_Aim_:
Extract every line below word for word, leaving out the pictures.
Begin Input
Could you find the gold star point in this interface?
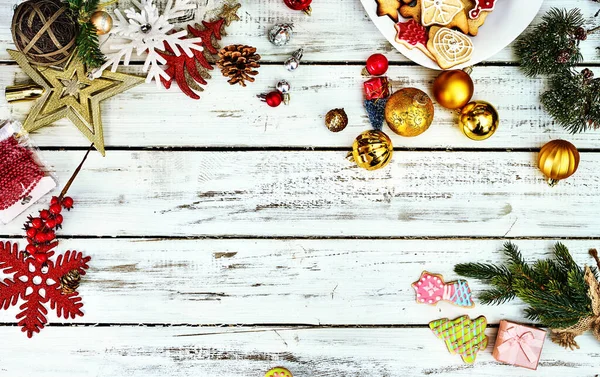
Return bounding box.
[8,50,144,156]
[219,3,242,26]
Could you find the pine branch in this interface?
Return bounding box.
[540,69,600,133]
[515,8,586,77]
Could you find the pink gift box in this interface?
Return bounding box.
[493,321,546,370]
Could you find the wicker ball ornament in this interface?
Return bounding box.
[12,0,78,66]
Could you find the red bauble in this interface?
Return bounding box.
[283,0,312,15]
[365,54,389,76]
[265,90,283,107]
[26,228,37,238]
[31,217,44,229]
[62,196,73,209]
End Input
_Written solution_:
Could you find the gold star point in this interface?
Return bounding box.
[8,50,144,156]
[219,3,242,26]
Could you find the pine branch in this interface?
Return bounding box.
[540,69,600,133]
[515,8,586,77]
Could you find the pink gift box in this interface?
Return bounding box.
[493,321,546,370]
Could you find the wicker ball ornament in this interface?
Return bounding box.
[12,0,78,66]
Could you find the red bauble in this interface?
Return bounding box.
[283,0,312,15]
[365,54,389,76]
[265,90,283,107]
[26,228,37,238]
[31,217,44,229]
[62,196,73,209]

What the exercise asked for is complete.